Par Christophe Greuet

« Tout ce que vous avez entendu sur Peste est vrai ». Le slogan qui faisait fureur dans les années 80 pour lancer des films controversés est on ne peut plus pertinent pour résumer Peste, le nouveau livre de Chuck Palahniuk. Encore commotionnés, deux ans après la lecture du stupéfiant A l’estomac, les lecteurs du plus déjanté des auteurs américains doivent replonger dans l’univers tordu et diabolique de l’écrivain. Après Fight club et Choke, son nouveau roman est en effet l’un des opus les plus dangereux pour la santé mentale que l’auteur ait jamais commis.


Qui est vraiment Buster Casey, surnommé Rant ? Dans un futur proche, la société a strictement divisé ses sujets entre diurnes, individus respectables vivant le jour, et nocturnes, une sous-classe regroupant tous les marginaux et classes défavorisés. Sous ce joug, les hommes ont besoin de personnages emblématiques auxquels se raccrocher. Rant est l’un de ceux-là, sauf qu’il s’agit d’un diable incarné. Dès l’enfance, le petit Buster est en proie à des pulsions d’une violence inouïe. A l’adolescence, il se fait volontairement inoculer la rage par des animaux sauvages, eux-mêmes atteints. La raison ? Rant a remarqué que les effets secondaires de la honteuse maladie améliorent ses performances sexuelles. Un plaisir qui va avoir des effets dévastateurs sur la population. Peu à peu, Rant déclenche la plus grande épidémie de rage que l’homme ait jamais connu. Sauf que Buster est, peut-être, un mythe créé de toutes pièces par des opprimés en quête de héros…
Comme s’il s’était fixé un défi, Palahniuk a quasiment anéanti les tentatives de résumé pour ce nouveau roman. Par la forme, avant tout : plutôt que la traditionnelle structure romanesque, l’auteur choisit ici de travestir son livre en biographie, via un construction relativement rare dans l’histoire de cet exercice. On parlera ici de biographie orale, qui consiste à citer les réactions de chacun des intervenants face à un sujet donné, en affranchissant l’auteur du texte de toute intervention. Il a été utilisé outre-Atlantique au début des années 80 par Jean Stein et George Plimpton pour Eddie : american girl, une célèbre bio inédite en France de Eddie Sedgwick, la muse du pop-art. Plus récemment, Gilles Poussin et Christian Marmonnier ont mis en œuvre cette construction pour raconter la genèse du magazine Métal Hurlant. Réduisant à néant toute intervention de l’auteur, cette écriture bien particulière est un vrai tour de force lorsque elle est utilisée pour une fiction.
==========
▶ **À compléter**:
(1) Relevez toutes les personnes réelles nommées dans le texte extrait, à l'exception de Chuck Palahniuk.
(2) D'après la critique de Peste, comment s'appelle la construction que Palahniuk adopte pour présenter son roman comme une biographie ?
(3) Poursuivez la critique du roman Peste après sa dernière phrase.
==========
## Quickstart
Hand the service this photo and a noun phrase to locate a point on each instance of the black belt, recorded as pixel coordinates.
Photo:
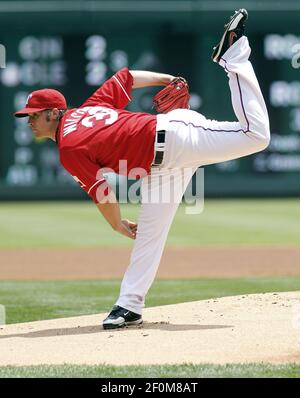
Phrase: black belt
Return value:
(159, 154)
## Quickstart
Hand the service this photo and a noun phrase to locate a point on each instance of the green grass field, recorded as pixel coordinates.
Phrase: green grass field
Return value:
(78, 225)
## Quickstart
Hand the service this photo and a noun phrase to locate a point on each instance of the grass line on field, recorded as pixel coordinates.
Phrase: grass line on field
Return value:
(259, 370)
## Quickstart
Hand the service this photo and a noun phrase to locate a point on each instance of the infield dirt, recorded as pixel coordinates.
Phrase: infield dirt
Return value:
(240, 329)
(107, 263)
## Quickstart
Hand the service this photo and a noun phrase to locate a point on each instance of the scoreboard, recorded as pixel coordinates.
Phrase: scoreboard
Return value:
(78, 62)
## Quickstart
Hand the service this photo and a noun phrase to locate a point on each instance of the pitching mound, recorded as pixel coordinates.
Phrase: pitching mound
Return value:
(240, 329)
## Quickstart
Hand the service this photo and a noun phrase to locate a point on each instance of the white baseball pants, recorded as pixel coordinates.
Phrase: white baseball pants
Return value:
(193, 141)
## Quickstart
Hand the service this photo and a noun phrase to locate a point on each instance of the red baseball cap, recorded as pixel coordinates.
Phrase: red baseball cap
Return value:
(40, 100)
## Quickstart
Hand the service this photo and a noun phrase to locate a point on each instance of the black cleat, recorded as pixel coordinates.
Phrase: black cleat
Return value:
(234, 29)
(120, 317)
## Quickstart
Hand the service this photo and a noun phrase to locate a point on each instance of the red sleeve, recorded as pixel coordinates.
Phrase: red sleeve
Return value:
(87, 173)
(115, 92)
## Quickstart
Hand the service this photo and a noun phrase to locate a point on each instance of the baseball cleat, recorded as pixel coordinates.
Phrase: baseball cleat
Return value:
(234, 29)
(120, 317)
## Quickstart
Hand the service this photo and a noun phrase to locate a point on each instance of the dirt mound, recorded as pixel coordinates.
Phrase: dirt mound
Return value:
(239, 329)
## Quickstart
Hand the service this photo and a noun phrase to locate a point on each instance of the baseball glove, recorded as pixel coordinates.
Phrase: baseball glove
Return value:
(175, 95)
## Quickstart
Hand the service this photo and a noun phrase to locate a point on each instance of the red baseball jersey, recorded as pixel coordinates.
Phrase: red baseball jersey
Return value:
(101, 136)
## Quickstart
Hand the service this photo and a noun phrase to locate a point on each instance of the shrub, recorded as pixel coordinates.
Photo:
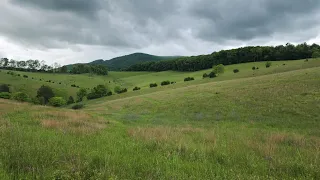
==========
▶ **Vos réponses**:
(1) Christophe Greuet, Jean Stein, George Plimpton, Eddie Sedgwick, Gilles Poussin, Christian Marmonnier

(2) La biographie orale.

(3)
Reste le fond. Bien que sorti en janvier, Peste restera à coup sûr comme l’un des ouvrages les plus diaboliquement foisonnants de l’année. Tous les grands sujets et débats de la société actuelle y sont abordés, dans leur acception la plus extrême : écologie, flicage des individus, déviances sexuelles, cultes improbables,… Et comme si ce n’était pas assez, Palahniuk offre à son livre un dernier quart qui outrepasse la légère science-fiction qui habite le reste de l’histoire. Voyages dans le temps et croyances mystiques sont au menu de la partie la plus délirante du livre qui est aussi, malheureusement, de loin la moins réussie.
Dépassant tous les excès au risque de s’y brûler les ailes, Palahniuk livre avec Peste son meilleur ouvrage depuis longtemps. On regrettera simplement que l’auteur n’ait pas su retenir, au dernier instant, la folie de sa plume. Et ainsi cassé quelque peu le malaise provoqué par ce sombre tableau grand-guignolesque.